+++ DATA TO USE
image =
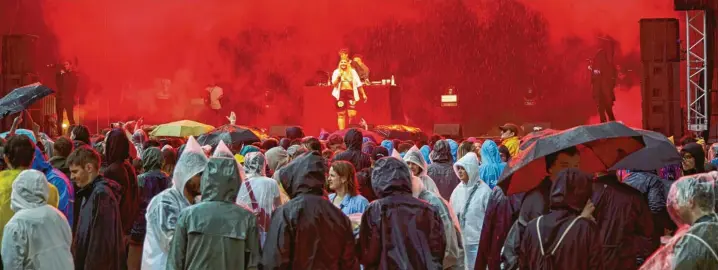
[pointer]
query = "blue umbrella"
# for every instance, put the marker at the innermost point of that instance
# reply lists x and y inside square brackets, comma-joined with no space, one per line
[21,98]
[658,153]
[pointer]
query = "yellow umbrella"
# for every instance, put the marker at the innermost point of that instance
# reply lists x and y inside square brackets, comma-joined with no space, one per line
[183,128]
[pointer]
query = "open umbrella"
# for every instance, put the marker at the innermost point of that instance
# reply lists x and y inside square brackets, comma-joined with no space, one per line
[21,98]
[183,128]
[601,146]
[658,153]
[365,133]
[231,135]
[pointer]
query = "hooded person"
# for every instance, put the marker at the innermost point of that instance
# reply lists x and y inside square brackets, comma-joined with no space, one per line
[491,165]
[58,179]
[454,254]
[164,209]
[37,236]
[469,201]
[259,193]
[308,232]
[399,231]
[417,166]
[441,169]
[119,169]
[562,239]
[353,140]
[216,233]
[151,182]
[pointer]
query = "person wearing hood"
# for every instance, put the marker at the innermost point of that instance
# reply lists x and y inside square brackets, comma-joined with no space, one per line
[469,201]
[164,209]
[441,169]
[151,182]
[563,239]
[491,165]
[454,254]
[37,236]
[694,159]
[216,233]
[308,232]
[623,219]
[399,231]
[353,140]
[19,153]
[119,169]
[259,193]
[98,242]
[417,165]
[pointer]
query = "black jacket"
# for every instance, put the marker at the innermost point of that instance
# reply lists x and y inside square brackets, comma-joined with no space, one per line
[308,232]
[353,140]
[398,231]
[98,242]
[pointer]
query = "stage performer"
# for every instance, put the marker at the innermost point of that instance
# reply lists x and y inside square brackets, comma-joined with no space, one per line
[603,81]
[347,87]
[67,81]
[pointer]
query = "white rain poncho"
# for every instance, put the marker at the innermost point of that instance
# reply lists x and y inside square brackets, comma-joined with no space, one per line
[265,195]
[692,246]
[38,235]
[469,201]
[164,209]
[415,156]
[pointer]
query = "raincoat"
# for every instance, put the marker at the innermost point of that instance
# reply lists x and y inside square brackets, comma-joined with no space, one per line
[469,201]
[561,239]
[353,140]
[7,178]
[150,183]
[117,149]
[265,195]
[623,220]
[454,254]
[37,236]
[98,242]
[398,231]
[216,233]
[59,180]
[164,209]
[308,232]
[491,165]
[441,169]
[416,158]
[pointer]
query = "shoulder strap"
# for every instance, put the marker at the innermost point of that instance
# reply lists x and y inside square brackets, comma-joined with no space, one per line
[255,205]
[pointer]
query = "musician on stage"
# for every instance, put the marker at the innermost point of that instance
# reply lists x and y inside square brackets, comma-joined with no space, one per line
[67,81]
[347,88]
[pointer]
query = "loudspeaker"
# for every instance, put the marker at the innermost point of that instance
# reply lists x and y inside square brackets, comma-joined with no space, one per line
[18,54]
[448,130]
[661,102]
[660,41]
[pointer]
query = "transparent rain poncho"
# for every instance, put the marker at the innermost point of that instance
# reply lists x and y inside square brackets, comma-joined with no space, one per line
[682,190]
[164,209]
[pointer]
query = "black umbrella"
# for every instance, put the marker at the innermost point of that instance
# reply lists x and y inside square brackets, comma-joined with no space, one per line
[21,98]
[658,153]
[601,146]
[231,135]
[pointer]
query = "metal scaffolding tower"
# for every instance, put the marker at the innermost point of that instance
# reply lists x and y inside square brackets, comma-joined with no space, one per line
[696,67]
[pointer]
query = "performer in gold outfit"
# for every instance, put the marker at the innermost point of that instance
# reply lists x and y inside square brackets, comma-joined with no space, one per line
[347,87]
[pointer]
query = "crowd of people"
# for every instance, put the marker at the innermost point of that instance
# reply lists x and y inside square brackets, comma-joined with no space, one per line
[120,200]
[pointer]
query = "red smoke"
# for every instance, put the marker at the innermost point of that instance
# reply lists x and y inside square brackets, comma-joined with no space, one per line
[491,50]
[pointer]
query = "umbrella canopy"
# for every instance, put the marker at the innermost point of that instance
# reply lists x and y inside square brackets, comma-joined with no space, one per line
[21,98]
[658,153]
[601,146]
[400,132]
[183,128]
[365,133]
[232,135]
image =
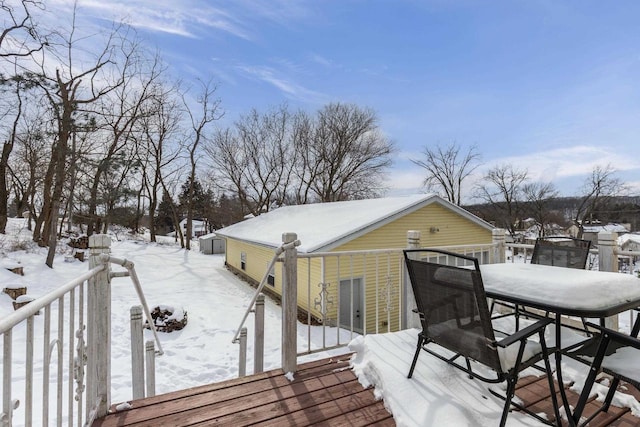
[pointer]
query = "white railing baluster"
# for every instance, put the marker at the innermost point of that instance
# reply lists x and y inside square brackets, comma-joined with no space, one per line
[71,340]
[364,293]
[60,360]
[46,369]
[137,352]
[151,368]
[7,407]
[78,365]
[258,343]
[28,398]
[242,368]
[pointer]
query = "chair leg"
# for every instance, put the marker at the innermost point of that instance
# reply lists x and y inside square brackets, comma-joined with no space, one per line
[511,389]
[552,389]
[612,390]
[415,356]
[591,378]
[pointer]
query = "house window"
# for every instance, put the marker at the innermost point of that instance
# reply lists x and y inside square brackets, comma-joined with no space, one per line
[271,279]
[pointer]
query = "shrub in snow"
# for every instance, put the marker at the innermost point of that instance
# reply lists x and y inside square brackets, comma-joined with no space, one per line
[168,319]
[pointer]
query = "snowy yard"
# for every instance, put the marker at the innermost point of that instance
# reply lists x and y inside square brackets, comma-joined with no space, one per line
[203,351]
[214,299]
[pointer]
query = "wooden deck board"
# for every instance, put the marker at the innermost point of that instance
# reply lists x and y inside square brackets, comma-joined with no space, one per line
[324,393]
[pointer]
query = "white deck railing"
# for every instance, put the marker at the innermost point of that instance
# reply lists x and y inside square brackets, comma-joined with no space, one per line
[67,305]
[64,379]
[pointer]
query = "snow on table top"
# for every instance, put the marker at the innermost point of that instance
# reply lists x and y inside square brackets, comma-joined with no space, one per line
[560,286]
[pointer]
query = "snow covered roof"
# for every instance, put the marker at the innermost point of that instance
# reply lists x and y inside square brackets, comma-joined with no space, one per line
[207,236]
[617,228]
[323,226]
[628,237]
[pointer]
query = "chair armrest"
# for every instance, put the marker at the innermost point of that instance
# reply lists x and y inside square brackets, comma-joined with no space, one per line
[625,339]
[525,333]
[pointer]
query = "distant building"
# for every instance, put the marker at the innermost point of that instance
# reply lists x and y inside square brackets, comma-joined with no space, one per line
[590,231]
[211,244]
[348,226]
[199,227]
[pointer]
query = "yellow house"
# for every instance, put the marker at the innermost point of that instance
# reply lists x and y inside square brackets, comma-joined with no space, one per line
[338,283]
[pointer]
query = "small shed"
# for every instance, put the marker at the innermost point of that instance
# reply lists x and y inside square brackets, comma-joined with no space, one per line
[211,244]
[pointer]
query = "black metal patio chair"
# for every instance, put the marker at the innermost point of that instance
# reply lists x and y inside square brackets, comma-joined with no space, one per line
[566,252]
[454,314]
[617,354]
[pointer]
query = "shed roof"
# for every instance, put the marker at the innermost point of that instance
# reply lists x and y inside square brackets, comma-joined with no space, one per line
[323,226]
[617,228]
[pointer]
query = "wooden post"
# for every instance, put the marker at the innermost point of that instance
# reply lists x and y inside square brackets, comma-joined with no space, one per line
[290,305]
[608,261]
[137,353]
[411,319]
[498,238]
[151,368]
[99,329]
[258,344]
[607,258]
[242,366]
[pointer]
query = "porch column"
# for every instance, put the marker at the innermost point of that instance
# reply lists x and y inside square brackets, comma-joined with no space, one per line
[290,305]
[498,238]
[411,319]
[608,261]
[99,329]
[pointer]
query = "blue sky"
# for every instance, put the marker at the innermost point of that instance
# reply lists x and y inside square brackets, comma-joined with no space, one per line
[550,86]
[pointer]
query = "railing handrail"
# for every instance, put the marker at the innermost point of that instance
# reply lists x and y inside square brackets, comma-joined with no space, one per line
[263,282]
[619,251]
[36,305]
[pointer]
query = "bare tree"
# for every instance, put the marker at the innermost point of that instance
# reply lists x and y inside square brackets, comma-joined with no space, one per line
[447,168]
[119,111]
[599,187]
[501,190]
[20,36]
[159,125]
[69,91]
[209,111]
[538,195]
[256,159]
[344,156]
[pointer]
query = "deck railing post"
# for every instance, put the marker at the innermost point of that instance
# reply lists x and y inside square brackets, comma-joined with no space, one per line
[99,329]
[258,343]
[411,319]
[137,353]
[498,238]
[607,258]
[290,305]
[608,261]
[151,368]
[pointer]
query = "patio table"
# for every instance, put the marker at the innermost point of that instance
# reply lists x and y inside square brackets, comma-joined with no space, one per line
[562,291]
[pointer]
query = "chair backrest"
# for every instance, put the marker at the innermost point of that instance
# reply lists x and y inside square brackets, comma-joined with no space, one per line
[452,303]
[561,252]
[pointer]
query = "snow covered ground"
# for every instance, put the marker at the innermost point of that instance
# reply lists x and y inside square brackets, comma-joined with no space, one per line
[215,301]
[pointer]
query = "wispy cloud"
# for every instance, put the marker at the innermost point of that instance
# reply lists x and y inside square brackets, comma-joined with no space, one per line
[568,162]
[558,166]
[281,82]
[186,18]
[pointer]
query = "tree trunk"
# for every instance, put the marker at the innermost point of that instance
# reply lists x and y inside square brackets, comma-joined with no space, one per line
[4,194]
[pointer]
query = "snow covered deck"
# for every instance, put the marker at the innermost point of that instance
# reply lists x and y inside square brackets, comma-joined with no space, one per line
[323,392]
[328,392]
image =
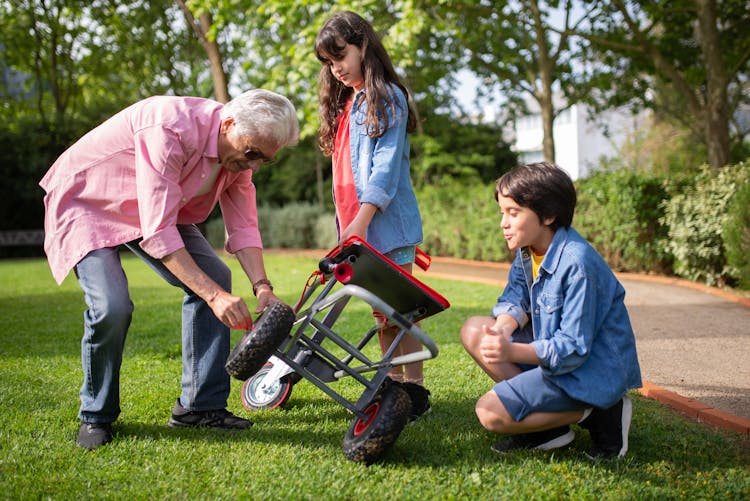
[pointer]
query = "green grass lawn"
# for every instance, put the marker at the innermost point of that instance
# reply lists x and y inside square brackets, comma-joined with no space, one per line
[295,452]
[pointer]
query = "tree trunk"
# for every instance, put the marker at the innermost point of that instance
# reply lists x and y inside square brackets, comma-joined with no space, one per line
[213,51]
[716,123]
[544,95]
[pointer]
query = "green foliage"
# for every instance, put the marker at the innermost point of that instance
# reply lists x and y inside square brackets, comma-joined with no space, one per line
[737,236]
[452,149]
[291,226]
[462,221]
[295,452]
[302,174]
[697,219]
[618,212]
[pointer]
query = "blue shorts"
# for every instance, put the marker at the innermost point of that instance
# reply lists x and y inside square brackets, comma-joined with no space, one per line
[533,391]
[402,255]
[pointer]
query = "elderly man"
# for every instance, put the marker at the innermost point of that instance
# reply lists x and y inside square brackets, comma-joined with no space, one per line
[144,178]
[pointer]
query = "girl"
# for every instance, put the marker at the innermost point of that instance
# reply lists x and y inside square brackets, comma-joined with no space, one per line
[364,123]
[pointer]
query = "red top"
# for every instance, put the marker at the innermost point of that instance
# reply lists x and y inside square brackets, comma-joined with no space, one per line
[344,190]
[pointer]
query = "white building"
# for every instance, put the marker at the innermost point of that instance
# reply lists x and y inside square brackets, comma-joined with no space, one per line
[579,141]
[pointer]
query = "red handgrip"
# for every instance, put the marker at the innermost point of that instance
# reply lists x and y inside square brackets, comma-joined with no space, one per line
[343,272]
[422,259]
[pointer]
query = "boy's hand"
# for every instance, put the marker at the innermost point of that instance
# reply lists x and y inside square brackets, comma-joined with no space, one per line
[495,346]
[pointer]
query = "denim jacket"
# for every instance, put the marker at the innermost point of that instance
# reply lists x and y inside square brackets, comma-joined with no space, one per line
[581,329]
[382,176]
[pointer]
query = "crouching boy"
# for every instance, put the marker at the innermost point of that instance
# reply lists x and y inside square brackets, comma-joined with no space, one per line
[559,343]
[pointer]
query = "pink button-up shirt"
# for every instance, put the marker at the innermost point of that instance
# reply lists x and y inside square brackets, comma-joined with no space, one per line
[138,175]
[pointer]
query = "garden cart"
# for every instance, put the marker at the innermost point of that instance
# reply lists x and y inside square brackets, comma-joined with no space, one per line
[289,344]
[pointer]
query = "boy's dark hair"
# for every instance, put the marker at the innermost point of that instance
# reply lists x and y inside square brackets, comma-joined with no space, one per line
[542,187]
[350,28]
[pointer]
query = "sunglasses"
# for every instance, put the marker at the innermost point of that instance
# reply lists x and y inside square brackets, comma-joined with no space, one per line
[252,154]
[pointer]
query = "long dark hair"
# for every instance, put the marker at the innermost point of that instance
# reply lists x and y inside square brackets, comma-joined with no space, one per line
[349,28]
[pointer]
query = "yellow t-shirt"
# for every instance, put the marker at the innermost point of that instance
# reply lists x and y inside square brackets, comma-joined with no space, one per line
[536,262]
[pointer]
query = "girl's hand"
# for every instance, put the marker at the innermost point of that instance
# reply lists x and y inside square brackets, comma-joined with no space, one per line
[353,230]
[266,298]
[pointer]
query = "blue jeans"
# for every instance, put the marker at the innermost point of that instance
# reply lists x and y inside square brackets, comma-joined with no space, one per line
[205,340]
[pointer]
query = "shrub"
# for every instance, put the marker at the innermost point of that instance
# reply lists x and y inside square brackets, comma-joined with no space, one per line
[737,237]
[462,221]
[291,226]
[697,219]
[618,212]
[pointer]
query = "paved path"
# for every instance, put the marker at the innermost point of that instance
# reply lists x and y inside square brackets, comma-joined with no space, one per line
[693,341]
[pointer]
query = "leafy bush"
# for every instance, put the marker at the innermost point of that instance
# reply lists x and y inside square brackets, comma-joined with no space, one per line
[291,226]
[619,213]
[697,219]
[737,237]
[462,221]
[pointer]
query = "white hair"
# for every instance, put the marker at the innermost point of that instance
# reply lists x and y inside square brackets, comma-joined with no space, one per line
[260,112]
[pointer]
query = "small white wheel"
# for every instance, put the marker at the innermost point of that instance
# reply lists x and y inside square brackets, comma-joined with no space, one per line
[258,394]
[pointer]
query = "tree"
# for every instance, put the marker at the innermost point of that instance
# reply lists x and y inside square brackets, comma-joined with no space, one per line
[204,29]
[514,48]
[686,59]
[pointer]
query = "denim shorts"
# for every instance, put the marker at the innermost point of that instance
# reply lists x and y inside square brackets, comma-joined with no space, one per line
[533,391]
[402,255]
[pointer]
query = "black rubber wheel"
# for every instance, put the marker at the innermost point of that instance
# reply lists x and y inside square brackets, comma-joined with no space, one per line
[367,440]
[256,398]
[255,347]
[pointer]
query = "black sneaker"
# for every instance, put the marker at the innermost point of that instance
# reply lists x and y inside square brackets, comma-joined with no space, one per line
[420,400]
[93,435]
[609,430]
[543,440]
[221,418]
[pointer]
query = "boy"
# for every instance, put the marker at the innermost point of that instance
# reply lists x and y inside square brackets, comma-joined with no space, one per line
[559,343]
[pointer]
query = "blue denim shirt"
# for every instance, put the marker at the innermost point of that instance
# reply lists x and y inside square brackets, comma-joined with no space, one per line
[382,176]
[581,328]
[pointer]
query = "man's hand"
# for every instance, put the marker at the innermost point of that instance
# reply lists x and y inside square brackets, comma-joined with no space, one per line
[230,310]
[266,298]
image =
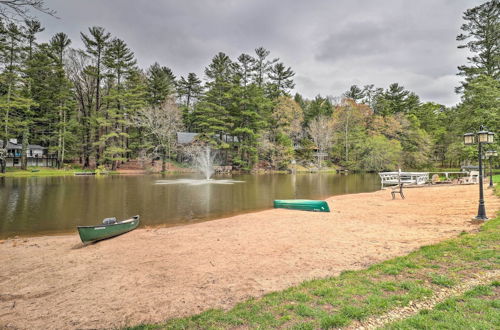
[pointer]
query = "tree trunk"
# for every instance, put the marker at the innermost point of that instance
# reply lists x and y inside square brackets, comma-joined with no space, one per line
[24,152]
[59,140]
[63,146]
[163,161]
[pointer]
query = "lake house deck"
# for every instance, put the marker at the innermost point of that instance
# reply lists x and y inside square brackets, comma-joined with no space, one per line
[395,178]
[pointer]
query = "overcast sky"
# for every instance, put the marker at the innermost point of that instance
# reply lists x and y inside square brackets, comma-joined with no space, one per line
[329,44]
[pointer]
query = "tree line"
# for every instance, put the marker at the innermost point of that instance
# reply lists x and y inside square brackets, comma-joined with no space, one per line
[95,105]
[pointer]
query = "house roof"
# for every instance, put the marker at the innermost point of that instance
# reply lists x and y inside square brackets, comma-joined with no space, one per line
[185,137]
[188,137]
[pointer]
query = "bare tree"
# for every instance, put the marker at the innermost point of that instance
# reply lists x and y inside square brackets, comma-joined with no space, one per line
[14,10]
[161,123]
[321,131]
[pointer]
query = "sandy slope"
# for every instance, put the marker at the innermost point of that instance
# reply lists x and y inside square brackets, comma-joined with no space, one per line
[150,275]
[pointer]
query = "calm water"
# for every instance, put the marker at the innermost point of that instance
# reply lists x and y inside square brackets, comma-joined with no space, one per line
[34,206]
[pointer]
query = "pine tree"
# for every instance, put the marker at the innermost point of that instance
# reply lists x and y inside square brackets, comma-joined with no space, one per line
[262,66]
[161,84]
[354,93]
[481,36]
[211,114]
[95,45]
[12,103]
[189,91]
[281,80]
[119,60]
[59,44]
[248,103]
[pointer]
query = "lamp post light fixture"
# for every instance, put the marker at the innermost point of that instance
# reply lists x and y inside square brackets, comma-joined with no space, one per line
[490,154]
[481,137]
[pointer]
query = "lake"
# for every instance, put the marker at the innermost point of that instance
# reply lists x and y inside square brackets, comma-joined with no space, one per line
[49,205]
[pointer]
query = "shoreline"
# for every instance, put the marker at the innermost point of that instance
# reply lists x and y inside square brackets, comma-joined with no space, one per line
[73,231]
[150,275]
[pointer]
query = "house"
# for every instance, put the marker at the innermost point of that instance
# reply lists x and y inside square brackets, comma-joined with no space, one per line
[184,138]
[37,155]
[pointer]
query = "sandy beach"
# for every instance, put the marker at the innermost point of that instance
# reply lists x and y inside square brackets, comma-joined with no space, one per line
[149,275]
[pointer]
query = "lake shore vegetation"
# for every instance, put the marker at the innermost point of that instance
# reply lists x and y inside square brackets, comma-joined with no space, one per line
[91,105]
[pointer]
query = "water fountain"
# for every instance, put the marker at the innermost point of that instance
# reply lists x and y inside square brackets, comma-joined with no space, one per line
[203,159]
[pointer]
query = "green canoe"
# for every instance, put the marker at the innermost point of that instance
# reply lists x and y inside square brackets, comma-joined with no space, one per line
[109,229]
[302,204]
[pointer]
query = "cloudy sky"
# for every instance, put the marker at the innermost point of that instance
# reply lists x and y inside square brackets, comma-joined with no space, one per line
[329,44]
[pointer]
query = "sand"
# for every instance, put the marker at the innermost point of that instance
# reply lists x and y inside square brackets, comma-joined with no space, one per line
[150,275]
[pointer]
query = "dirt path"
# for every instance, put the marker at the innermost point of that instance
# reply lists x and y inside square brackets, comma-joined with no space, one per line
[150,275]
[415,307]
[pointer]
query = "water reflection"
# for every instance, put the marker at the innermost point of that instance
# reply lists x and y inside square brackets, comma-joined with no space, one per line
[31,206]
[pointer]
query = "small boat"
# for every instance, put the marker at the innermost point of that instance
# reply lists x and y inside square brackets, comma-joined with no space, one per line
[302,204]
[109,228]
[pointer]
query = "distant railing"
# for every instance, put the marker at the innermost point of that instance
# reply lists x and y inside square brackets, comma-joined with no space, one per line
[395,178]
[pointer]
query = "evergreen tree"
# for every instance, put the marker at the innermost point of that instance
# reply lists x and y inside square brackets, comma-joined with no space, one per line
[119,60]
[33,27]
[161,84]
[262,66]
[481,36]
[59,44]
[211,114]
[355,93]
[281,80]
[12,102]
[189,91]
[95,45]
[248,103]
[396,99]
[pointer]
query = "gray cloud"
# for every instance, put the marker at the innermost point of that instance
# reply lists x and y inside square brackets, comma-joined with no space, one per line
[329,44]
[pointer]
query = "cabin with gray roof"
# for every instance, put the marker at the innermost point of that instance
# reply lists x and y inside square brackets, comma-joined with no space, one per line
[37,155]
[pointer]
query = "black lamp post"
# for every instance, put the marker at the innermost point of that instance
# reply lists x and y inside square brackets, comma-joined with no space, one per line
[483,136]
[490,154]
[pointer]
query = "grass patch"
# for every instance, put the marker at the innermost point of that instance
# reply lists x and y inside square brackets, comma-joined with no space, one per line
[478,308]
[355,295]
[43,172]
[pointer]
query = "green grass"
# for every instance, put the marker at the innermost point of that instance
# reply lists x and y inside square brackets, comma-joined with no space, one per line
[355,295]
[478,308]
[39,171]
[42,172]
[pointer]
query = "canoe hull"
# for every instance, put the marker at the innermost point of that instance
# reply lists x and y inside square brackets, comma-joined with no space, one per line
[100,232]
[302,204]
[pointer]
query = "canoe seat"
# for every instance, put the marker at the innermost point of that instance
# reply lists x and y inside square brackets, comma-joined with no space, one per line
[109,221]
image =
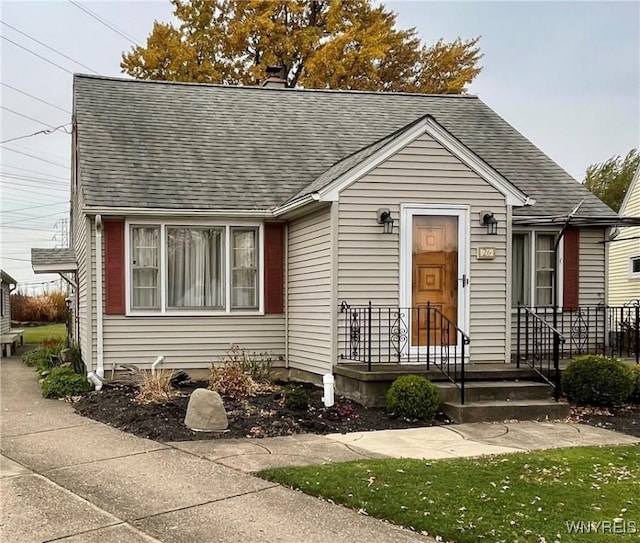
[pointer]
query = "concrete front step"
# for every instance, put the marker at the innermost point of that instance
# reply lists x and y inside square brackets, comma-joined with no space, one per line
[476,391]
[492,411]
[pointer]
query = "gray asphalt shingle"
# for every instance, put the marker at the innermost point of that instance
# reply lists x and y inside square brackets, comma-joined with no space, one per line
[189,146]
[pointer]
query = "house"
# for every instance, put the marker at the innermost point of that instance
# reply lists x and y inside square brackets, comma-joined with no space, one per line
[624,253]
[8,337]
[326,227]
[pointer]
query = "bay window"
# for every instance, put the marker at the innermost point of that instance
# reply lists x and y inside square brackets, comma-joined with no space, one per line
[533,267]
[176,268]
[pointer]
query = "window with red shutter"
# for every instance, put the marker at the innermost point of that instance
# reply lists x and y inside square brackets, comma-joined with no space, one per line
[571,272]
[114,264]
[274,268]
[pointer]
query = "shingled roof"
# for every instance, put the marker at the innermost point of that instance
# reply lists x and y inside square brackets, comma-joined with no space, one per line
[209,147]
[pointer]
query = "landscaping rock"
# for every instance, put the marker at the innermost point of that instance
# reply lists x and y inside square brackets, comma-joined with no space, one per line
[205,412]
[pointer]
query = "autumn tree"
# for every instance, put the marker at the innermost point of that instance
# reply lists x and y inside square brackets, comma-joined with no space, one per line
[338,44]
[610,179]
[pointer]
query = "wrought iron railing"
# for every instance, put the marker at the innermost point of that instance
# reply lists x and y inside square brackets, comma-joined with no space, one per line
[607,330]
[419,335]
[538,345]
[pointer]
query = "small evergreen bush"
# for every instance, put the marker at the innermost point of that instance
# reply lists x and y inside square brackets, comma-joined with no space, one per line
[62,382]
[296,398]
[414,397]
[597,381]
[635,395]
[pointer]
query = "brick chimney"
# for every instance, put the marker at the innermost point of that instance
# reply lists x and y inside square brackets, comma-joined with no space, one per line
[275,78]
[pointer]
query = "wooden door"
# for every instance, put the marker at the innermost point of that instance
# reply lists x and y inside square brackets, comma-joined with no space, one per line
[434,277]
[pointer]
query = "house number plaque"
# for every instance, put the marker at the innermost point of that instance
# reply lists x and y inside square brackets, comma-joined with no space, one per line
[486,253]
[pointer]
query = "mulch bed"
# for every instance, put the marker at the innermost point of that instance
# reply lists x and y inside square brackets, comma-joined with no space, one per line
[263,415]
[625,419]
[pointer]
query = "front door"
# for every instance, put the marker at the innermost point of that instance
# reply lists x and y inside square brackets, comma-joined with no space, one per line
[435,272]
[434,278]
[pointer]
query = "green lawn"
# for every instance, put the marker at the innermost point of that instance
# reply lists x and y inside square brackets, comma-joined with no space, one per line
[531,497]
[36,334]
++++++
TASK GOAL:
Collect every line above that contains the word "covered".

IN RESPONSE:
query = "snow covered roof"
query = "snow covered ground"
query = "snow covered deck"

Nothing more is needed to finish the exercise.